• **TEXT SHOWN**:
- - - - - - -

Extended production data from last winter’s program continues to support management’s type curve expectations with the wells exhibiting modest declines as initial rates were restricted during the clean-up period. The latest five wells have had average IP30s of 805 boe/d (64% liquids), IP90s of 686 boe/d (56% liquids) and IP180s of 587 boe/d (53% liquids).
The Company remains on track to commission an oil battery at Placid in April 2017 which will accommodate liquids handling through 2018.
As Placid operations transition to pad development the play is expected to drive competitive capital efficiencies. Athabasca will remain focused on economically growing production while delineating both Montney intervals and growing the aerial extent of the play. With no near-term land expiries and operated egress, Placid is set up with significant flexibility to control the pace of development going forward. Athabasca has high-graded exposure to approximately 25,000 gross acres of prospective Montney land. The development inventory is estimated between 150 – 200 gross locations which could drive organic growth in excess of five years under an accelerated two rig development scenario.
Greater Kaybob Area – (30% Duvernay working interest; Q3 1,200 boe/d net)
Athabasca and Murphy closed the $486 million light oil joint venture on May 13, 2016. Integration of operations is substantially complete with Murphy now operating wells in the field.

- - - - - - -

(Excerpts of labeled region data)
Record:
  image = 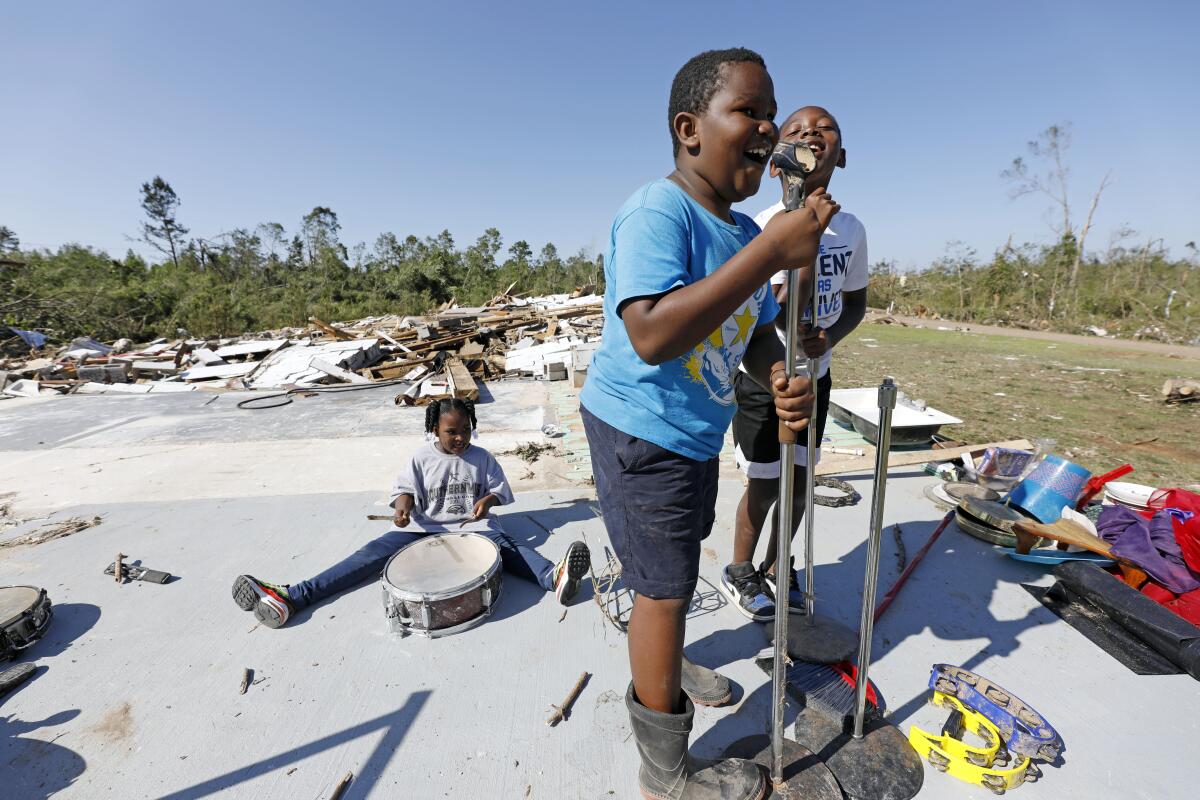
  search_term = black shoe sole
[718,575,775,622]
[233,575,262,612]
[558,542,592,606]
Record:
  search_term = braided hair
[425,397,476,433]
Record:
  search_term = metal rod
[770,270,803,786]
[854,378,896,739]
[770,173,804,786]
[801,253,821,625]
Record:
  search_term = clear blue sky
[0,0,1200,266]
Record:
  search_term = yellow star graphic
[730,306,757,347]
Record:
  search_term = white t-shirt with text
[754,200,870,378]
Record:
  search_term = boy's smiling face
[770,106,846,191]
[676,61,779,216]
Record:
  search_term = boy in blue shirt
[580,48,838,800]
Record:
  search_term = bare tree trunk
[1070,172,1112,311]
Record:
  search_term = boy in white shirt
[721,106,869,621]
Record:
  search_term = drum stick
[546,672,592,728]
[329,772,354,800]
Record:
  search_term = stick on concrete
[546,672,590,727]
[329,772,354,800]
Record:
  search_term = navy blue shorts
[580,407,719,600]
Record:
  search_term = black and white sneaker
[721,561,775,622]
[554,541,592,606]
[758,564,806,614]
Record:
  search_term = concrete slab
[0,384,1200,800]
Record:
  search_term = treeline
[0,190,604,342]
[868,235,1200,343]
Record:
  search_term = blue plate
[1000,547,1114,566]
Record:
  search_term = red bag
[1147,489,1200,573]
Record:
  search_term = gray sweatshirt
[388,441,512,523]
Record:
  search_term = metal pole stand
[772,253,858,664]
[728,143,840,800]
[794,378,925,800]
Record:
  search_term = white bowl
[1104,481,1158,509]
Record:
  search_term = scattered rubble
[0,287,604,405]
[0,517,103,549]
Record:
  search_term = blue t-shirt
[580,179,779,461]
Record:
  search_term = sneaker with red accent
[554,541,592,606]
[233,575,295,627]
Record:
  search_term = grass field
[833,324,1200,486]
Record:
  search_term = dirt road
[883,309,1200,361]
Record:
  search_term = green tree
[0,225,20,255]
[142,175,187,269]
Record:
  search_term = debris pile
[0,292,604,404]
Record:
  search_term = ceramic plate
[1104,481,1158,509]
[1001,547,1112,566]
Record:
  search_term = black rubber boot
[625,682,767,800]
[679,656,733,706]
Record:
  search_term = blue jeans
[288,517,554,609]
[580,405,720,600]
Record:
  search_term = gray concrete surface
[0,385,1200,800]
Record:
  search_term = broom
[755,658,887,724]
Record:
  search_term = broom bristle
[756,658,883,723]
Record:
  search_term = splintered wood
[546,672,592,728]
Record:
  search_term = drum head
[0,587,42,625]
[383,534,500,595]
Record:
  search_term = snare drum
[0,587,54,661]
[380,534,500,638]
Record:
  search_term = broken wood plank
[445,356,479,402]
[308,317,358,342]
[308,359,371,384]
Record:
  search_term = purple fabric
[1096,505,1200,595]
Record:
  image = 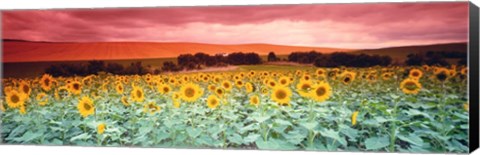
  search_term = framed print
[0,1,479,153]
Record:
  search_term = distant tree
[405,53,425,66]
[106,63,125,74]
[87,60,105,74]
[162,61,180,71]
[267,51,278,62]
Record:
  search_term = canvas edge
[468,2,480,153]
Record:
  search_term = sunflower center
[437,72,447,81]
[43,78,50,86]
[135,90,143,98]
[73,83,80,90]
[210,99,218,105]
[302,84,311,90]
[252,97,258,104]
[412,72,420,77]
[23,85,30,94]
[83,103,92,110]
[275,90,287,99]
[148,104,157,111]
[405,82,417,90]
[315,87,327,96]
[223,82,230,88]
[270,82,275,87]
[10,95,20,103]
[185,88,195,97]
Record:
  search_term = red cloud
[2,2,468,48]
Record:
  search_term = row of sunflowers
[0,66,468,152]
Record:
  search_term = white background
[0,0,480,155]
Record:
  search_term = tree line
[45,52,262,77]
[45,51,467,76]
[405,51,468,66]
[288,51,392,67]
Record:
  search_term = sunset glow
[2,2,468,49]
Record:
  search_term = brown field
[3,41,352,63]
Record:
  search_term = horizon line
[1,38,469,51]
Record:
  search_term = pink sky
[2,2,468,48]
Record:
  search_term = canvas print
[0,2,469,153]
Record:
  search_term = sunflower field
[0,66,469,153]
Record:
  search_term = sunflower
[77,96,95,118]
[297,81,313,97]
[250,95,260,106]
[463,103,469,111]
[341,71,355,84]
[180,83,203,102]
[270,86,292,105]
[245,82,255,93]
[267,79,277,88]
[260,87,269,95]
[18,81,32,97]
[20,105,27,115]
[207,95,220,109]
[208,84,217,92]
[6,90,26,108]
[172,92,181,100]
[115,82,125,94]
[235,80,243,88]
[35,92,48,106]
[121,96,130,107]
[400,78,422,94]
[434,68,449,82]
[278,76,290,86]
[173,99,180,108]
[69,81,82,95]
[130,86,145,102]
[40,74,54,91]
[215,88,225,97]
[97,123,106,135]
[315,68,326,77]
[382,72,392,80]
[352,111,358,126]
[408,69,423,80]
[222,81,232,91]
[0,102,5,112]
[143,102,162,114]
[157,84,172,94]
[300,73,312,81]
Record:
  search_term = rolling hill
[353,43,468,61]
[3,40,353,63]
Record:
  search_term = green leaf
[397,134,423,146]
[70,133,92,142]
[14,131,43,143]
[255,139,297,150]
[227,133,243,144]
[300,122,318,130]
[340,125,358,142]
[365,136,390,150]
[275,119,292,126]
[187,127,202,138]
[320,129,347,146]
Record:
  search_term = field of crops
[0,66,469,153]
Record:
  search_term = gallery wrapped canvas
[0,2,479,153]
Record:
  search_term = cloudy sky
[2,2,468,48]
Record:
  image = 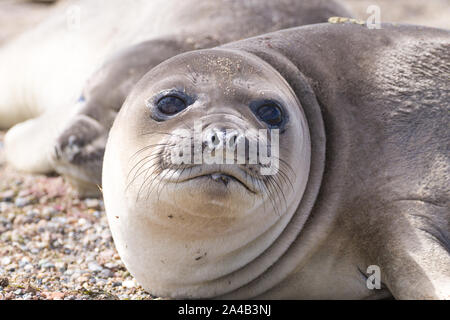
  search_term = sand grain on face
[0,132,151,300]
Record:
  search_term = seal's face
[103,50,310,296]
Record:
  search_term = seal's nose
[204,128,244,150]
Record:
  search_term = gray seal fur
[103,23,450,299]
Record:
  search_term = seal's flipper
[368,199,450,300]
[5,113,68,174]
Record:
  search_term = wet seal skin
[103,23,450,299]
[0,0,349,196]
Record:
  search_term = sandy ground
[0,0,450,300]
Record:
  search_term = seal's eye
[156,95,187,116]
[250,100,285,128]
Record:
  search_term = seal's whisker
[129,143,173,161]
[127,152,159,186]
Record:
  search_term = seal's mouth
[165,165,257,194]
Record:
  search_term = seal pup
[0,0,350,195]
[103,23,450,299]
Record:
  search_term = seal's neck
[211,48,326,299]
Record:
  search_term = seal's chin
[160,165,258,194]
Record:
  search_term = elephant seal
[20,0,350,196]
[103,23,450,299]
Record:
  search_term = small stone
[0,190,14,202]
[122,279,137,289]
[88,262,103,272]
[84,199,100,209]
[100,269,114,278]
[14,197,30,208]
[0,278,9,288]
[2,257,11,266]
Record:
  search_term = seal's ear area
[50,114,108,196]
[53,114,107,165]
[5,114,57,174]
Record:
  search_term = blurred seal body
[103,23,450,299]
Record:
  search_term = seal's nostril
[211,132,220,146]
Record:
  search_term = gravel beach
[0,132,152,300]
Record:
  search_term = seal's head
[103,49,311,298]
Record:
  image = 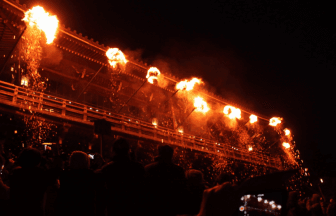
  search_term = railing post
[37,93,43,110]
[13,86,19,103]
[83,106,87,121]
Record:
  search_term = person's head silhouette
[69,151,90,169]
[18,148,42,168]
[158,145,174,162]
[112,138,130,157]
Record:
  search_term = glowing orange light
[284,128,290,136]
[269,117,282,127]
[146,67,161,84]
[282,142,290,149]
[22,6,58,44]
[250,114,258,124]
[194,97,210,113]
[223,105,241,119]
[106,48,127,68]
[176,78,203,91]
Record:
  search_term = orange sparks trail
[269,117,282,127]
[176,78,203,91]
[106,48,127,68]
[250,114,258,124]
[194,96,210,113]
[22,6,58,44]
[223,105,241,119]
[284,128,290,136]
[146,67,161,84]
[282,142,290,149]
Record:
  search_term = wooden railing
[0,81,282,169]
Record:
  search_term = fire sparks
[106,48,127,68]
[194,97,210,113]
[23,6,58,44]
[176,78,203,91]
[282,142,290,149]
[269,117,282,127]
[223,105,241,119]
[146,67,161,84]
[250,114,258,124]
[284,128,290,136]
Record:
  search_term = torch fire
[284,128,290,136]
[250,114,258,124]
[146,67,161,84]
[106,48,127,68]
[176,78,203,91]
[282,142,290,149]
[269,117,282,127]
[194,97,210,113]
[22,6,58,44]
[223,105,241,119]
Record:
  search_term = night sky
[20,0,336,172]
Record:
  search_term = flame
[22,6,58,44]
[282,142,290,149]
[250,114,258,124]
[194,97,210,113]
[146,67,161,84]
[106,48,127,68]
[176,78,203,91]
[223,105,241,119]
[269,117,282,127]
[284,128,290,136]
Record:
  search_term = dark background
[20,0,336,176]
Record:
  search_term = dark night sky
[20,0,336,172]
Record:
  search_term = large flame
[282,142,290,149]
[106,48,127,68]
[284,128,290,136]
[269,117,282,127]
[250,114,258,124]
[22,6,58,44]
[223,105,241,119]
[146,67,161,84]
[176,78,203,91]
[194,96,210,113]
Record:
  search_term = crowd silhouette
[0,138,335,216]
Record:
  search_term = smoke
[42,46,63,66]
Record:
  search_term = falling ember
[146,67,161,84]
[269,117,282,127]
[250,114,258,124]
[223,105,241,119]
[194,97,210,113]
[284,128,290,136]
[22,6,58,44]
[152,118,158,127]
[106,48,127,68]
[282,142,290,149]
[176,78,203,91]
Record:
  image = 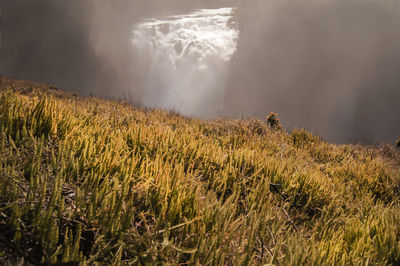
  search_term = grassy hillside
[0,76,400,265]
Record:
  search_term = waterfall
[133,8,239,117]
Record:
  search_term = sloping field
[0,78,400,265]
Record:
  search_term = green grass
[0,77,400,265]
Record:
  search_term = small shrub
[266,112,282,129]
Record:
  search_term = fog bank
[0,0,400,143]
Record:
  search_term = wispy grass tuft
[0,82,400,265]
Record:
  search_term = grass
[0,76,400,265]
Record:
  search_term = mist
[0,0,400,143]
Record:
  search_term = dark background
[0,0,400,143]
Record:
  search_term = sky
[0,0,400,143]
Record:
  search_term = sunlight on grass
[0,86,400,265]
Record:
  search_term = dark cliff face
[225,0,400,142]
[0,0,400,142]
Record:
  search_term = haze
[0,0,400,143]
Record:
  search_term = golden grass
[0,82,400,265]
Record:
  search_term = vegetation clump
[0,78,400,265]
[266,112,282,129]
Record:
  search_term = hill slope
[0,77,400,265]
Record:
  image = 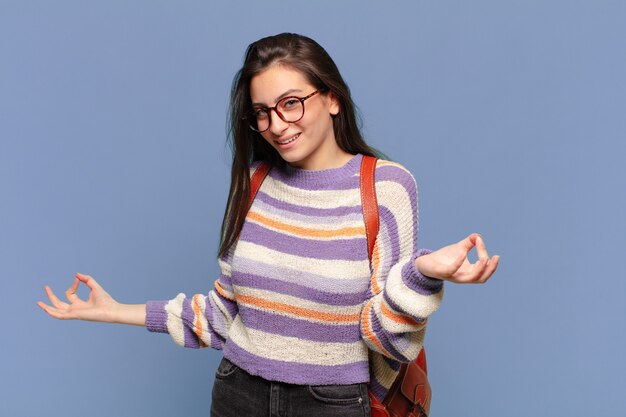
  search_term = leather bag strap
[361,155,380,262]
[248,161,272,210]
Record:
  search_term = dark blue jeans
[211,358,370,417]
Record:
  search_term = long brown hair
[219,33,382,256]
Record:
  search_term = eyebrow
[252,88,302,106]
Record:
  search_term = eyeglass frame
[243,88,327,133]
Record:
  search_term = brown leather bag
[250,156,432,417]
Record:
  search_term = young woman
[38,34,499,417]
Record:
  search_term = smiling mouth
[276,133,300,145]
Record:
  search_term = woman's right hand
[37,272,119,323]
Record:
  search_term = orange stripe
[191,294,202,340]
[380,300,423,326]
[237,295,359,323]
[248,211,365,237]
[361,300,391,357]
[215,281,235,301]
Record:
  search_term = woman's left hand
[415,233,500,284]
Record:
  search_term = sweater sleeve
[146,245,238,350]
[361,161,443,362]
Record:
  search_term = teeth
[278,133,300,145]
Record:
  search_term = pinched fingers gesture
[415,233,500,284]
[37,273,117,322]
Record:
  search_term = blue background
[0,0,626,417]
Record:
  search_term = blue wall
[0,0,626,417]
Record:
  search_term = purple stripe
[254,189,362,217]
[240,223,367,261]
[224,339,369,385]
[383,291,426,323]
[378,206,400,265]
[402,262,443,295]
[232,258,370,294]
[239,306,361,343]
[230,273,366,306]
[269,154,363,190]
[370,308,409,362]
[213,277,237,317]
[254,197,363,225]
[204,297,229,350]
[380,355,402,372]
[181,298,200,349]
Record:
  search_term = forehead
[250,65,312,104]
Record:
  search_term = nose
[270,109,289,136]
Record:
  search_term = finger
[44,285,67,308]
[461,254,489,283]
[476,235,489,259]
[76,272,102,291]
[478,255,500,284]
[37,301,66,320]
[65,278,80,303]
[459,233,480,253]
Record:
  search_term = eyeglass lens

- - - - - - -

• **STATED TASK A**: From the operations update, list each average production rate reported for the latest five wells, together with its liquids percentage.
• **STATED TASK B**: Proceed with the operations update, picking up after its final sentence.
The lines are separate material and are unrelated to the operations update.

• **REPLY A**:
- IP30: 805 boe/d (64% liquids)
- IP90: 686 boe/d (56% liquids)
- IP180: 587 boe/d (53% liquids)

• **REPLY B**:
At Kaybob West, in the condensate rich gas window, the Company completed fracturing operations in July on a previously drilled four well pad at Section 36-63-20W5. With input from Murphy, completion intensity on this pad was increased to approximately 2,000 lbs/ft, up from the prior design of approximately 1,100 lbs/ft. Final drill and completion costs were C$8.3 million per well (previously estimated at ~C$9.5 million) with average drilled lateral lengths of approximately 1,370 meters. Through September, the wells were placed on production sequentially with Murphy operating. The wells have been heavily restricted with IP30s averaging 253 boe/d (72% liquids) and have since increased to in excess of 400 boe/d (62% liquids). In line with production practices employed by Murphy in the liquids rich portions of the Eagle Ford, the wells were initially restricted to assess enhancement of liquids recoveries in the higher CGR regions of the Duvernay. Murphy intends to further optimize well design in the 2017 program by testing higher proppant intensity in longer laterals.
Joint venture drilling operations are expected to commence in the fourth quarter with a two well pad at surface location 01-18-64-20W5 offsetting the 1-7-64-20W5 drilled by Athabasca in 2014. The joint development agreement contemplates approximately $200 million of gross capital ($15 million net) in 2017 with the majority of spending directed towards drilling and completion operations. These plans include a mix of continued resource delineation in the volatile oil window and pad operations in lower risk more defined areas of the play. More details on activity levels will be provided with the 2017 budget in December.
The joint development agreement is designed to maximize land retention, delineate the volatile oil window and progress the entire asset to the self-funding stage post the initial carry period. The $219 million capital carry amount ($213.5 million currently remaining) will minimize Athabasca’s financial exposure in the mid-term, with Murphy funding 75% of the Company’s 30% working interest on the first $1 billion of investment ($75 million net exposure) over the next four to five years in this play.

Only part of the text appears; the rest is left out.